ANGEZEIGTER TEXTAUSZUG
________________________________________

Unterschiedliche Zugänge
Von Stalin-Nostalgie sind Giorgi Kldiaschwili und David Dschischkariani weit entfernt. Die beiden jungen Historiker haben mit Gleichgesinnten eine Nichtregierungsorganisation gegründet, die sich die historische Aufarbeitung der Sowjetzeit in Georgien zur Aufgabe macht. Gerade weil Stalins Bild in der Öffentlichkeit nach wie vor erstaunlich positiv ist und jahrzehntelang keine Forschung zum sowjetischen Georgien möglich und erwünscht war, wollen die Historiker in erster Linie Zeitzeugnisse veröffentlichen und in den Kontext stellen, ohne aber allzu viele Wertungen vorzunehmen. Die goldene Mitte gelte es anzustreben, sagen sie.

________________________________________

ANGEZEIGTE DATEN
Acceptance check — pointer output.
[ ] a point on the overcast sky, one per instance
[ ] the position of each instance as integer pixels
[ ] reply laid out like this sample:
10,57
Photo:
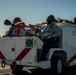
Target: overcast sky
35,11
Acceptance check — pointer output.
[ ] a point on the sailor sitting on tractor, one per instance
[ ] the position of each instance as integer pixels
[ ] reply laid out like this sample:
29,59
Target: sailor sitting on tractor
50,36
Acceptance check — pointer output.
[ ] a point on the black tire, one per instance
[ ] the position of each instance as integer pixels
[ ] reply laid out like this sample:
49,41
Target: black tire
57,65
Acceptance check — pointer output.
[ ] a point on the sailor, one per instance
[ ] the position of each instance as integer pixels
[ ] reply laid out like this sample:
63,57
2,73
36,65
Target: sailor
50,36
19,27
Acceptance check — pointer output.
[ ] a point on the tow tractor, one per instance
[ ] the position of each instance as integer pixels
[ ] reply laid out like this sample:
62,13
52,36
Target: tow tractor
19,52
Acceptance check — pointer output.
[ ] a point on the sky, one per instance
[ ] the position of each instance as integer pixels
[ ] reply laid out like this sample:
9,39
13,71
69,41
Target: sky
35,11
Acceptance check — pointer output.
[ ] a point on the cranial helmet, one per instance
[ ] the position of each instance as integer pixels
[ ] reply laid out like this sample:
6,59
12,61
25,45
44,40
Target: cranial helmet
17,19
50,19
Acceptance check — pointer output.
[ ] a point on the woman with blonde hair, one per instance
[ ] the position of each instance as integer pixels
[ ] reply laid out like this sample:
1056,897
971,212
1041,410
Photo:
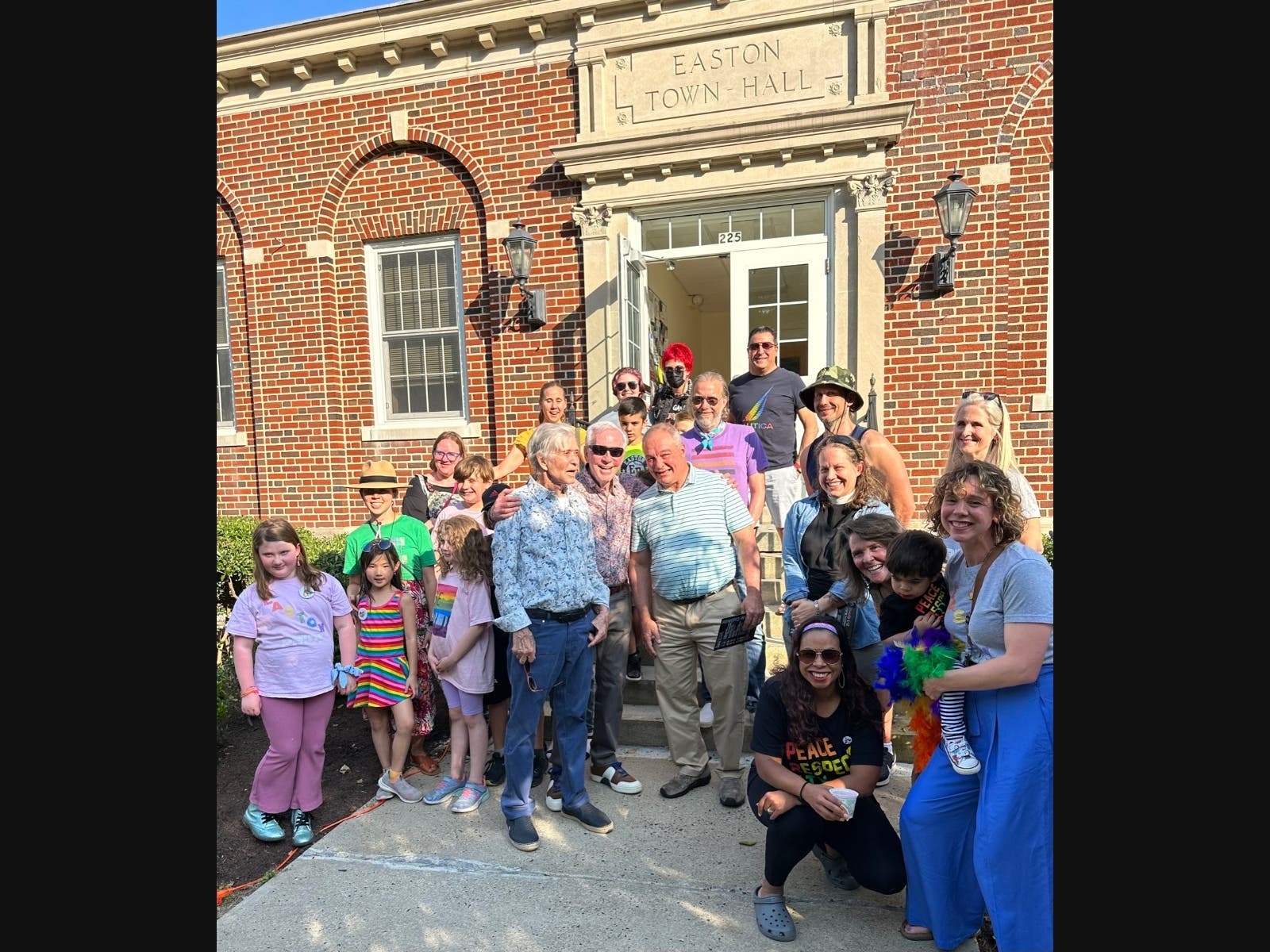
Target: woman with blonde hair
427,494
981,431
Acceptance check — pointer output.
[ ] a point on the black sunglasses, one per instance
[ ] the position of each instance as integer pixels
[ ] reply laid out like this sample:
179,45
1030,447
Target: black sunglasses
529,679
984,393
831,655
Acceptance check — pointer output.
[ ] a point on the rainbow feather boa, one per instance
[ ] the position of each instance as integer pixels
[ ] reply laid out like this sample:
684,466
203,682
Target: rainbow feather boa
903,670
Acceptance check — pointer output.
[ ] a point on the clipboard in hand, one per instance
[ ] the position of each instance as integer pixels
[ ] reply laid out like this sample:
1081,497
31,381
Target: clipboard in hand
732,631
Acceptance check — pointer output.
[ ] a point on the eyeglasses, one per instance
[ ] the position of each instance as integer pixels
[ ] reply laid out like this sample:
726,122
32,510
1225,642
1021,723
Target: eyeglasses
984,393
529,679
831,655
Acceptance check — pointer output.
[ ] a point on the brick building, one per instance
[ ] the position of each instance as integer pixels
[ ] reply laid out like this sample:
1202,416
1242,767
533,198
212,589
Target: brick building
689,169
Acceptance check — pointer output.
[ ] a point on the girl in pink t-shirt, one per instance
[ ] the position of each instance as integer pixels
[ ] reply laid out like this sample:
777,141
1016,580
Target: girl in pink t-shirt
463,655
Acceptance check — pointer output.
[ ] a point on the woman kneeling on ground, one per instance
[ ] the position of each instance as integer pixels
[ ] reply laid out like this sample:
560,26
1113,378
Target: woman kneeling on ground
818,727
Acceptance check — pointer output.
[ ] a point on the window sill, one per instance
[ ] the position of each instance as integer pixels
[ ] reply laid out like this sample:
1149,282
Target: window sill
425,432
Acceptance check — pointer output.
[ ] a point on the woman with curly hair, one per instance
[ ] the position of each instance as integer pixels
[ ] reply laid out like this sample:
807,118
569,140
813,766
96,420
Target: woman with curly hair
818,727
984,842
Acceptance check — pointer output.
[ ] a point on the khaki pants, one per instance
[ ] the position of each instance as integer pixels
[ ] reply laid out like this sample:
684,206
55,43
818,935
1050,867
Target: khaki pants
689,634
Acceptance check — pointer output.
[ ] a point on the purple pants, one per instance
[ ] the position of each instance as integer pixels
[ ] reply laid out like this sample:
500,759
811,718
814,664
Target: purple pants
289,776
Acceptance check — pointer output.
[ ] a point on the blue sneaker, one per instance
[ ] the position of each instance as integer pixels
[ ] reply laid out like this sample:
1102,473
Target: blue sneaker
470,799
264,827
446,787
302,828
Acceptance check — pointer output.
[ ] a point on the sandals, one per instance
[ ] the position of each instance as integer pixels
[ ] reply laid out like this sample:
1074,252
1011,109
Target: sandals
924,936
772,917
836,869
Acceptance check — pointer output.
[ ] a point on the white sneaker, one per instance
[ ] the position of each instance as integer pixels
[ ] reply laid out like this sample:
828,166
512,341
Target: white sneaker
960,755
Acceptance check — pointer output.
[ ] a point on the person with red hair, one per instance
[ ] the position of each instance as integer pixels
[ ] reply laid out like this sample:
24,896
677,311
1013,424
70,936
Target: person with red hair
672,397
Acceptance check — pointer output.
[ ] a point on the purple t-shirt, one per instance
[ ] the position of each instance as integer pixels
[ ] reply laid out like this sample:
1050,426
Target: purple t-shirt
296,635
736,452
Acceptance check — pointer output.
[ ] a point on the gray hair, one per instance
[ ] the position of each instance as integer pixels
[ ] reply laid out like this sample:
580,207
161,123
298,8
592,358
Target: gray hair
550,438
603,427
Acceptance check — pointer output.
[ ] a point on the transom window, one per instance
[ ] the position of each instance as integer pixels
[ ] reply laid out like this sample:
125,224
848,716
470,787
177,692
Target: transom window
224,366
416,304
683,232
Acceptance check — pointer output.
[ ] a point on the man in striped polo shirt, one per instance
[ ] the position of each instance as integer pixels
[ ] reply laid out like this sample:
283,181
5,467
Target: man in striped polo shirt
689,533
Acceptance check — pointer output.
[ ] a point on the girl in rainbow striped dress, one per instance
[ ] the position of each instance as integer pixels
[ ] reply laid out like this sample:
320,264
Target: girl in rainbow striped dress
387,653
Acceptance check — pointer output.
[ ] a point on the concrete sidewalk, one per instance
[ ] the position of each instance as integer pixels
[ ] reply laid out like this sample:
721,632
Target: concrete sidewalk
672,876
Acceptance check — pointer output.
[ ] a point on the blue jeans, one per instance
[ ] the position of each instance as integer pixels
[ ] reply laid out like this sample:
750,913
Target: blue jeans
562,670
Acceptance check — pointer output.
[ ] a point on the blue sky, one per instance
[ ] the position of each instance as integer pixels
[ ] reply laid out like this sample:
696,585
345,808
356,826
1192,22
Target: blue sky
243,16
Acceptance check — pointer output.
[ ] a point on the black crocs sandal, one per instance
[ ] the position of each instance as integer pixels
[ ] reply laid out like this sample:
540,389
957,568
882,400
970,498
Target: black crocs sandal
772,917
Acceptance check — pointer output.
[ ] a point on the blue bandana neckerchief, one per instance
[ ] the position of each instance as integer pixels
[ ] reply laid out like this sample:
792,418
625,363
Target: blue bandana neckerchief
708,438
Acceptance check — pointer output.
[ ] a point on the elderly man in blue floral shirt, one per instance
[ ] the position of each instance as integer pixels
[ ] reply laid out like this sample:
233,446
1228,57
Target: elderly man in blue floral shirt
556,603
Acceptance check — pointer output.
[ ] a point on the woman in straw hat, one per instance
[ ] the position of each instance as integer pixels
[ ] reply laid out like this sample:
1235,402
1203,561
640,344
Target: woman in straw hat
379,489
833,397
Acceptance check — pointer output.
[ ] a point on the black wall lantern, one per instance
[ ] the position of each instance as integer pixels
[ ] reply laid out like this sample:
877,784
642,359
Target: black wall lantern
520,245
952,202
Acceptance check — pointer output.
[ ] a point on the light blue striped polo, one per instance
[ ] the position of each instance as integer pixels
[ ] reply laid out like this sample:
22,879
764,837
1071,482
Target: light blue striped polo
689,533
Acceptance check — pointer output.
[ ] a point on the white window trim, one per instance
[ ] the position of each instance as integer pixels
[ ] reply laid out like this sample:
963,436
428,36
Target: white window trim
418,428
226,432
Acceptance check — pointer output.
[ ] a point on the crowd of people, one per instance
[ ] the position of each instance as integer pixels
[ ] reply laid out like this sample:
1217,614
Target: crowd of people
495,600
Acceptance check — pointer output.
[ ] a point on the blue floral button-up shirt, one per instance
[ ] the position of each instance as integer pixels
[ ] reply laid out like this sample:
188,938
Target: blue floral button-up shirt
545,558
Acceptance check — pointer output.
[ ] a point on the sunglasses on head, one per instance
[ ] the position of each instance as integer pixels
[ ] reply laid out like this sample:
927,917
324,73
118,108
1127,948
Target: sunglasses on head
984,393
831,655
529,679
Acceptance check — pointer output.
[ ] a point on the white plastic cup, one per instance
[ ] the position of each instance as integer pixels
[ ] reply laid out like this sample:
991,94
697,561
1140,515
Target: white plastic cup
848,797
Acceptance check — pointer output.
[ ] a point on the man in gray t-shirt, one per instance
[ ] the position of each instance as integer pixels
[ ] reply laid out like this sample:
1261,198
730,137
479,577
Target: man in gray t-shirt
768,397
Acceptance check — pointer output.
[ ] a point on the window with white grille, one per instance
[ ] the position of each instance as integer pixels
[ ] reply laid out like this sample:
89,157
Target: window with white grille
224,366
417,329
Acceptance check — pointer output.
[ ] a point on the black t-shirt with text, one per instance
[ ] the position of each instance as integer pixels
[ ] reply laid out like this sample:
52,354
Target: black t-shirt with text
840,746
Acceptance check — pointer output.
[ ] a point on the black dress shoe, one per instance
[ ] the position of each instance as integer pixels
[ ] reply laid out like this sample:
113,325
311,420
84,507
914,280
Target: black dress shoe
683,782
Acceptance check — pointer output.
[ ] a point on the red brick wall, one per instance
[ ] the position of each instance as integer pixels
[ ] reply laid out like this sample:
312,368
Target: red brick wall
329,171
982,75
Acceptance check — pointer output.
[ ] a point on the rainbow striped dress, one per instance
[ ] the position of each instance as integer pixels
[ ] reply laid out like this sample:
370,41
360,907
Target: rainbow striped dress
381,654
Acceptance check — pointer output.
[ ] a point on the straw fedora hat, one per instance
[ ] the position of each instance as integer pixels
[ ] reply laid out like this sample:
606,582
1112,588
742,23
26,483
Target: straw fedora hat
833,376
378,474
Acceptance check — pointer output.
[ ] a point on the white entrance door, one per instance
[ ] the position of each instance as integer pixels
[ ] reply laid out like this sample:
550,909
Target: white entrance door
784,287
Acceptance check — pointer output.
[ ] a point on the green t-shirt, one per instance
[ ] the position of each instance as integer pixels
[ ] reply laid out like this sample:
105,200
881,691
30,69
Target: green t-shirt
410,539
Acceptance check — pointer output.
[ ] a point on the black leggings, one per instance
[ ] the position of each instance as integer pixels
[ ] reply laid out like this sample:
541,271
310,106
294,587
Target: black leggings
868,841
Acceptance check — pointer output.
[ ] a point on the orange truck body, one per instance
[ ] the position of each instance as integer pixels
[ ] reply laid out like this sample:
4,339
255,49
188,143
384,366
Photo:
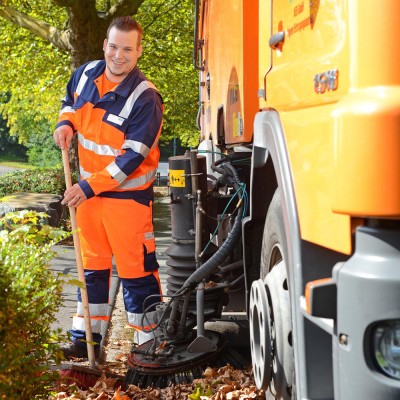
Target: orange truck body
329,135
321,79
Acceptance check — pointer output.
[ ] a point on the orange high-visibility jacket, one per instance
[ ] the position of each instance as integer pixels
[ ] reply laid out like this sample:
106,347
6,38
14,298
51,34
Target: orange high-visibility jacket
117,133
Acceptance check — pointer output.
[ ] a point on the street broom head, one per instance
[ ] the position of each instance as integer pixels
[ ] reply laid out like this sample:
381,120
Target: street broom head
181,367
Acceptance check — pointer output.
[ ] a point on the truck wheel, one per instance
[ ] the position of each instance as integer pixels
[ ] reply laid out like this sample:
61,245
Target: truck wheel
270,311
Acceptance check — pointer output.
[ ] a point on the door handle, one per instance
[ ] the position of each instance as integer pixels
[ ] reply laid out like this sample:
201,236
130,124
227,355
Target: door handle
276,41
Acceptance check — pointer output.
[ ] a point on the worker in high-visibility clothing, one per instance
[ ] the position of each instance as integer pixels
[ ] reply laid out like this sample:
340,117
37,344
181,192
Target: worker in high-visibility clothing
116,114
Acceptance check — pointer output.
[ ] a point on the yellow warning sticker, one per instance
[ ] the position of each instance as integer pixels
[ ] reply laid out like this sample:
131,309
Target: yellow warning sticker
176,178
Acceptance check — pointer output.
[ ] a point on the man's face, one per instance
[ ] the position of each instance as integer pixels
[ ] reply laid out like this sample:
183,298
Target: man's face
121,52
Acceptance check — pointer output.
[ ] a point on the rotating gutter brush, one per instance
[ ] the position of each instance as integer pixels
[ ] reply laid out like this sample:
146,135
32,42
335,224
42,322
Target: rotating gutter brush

________________________________________

ZU BEARBEITENDE AUFGABEN
a – Fassen Sie den Textauszug über die Aufarbeitung der Sowjetzeit in Georgien in zwei Sätzen zusammen.
b – Schreiben Sie den Textauszug über die Aufarbeitung der Sowjetzeit in Georgien im Anschluss an seinen letzten Satz fort.
Die Datensätze werden für die Bearbeitung nicht benötigt.

LÖSUNGEN
a – Die jungen Historiker Giorgi Kldiaschwili und David Dschischkariani, die der Stalin-Nostalgie fernstehen, haben mit Gleichgesinnten eine Nichtregierungsorganisation zur historischen Aufarbeitung der Sowjetzeit in Georgien gegründet. Da Stalins Bild in der Öffentlichkeit nach wie vor erstaunlich positiv ist und jahrzehntelang keine Forschung zum sowjetischen Georgien möglich war, wollen sie vor allem Zeitzeugnisse veröffentlichen und einordnen, dabei aber nicht allzu viel werten.

b –
Sie stehen mit ihrem Ansinnen tatsächlich in der Mitte – zwischen der Verklärung der Vergangenheit, die die einen betreiben und für die das Stalin-Museum in Gori steht, und einem Geschichtsbild, das die Sowjetzeit in Bausch und Bogen verdammt, wie es die Regierung von Präsident Saakaschwili pflegt. «Nicht alles war schlecht in der Sowjetunion», meint Kldiaschwili und bedauert, dass die historische Aufarbeitung keine staatliche Priorität geniesse. Dabei ermögliche nicht nur eine klare wirtschaftliche und politische Perspektive den Weg nach Europa, sondern auch die Auseinandersetzung mit der Vergangenheit, so ist Kldiaschwilis Mitstreiter Lewan Awalischwili überzeugt. Die beiden leiten das Institute for Development of Freedom of Information in Tbilissi und arbeiten an geschichtswissenschaftlichen Dissertationen.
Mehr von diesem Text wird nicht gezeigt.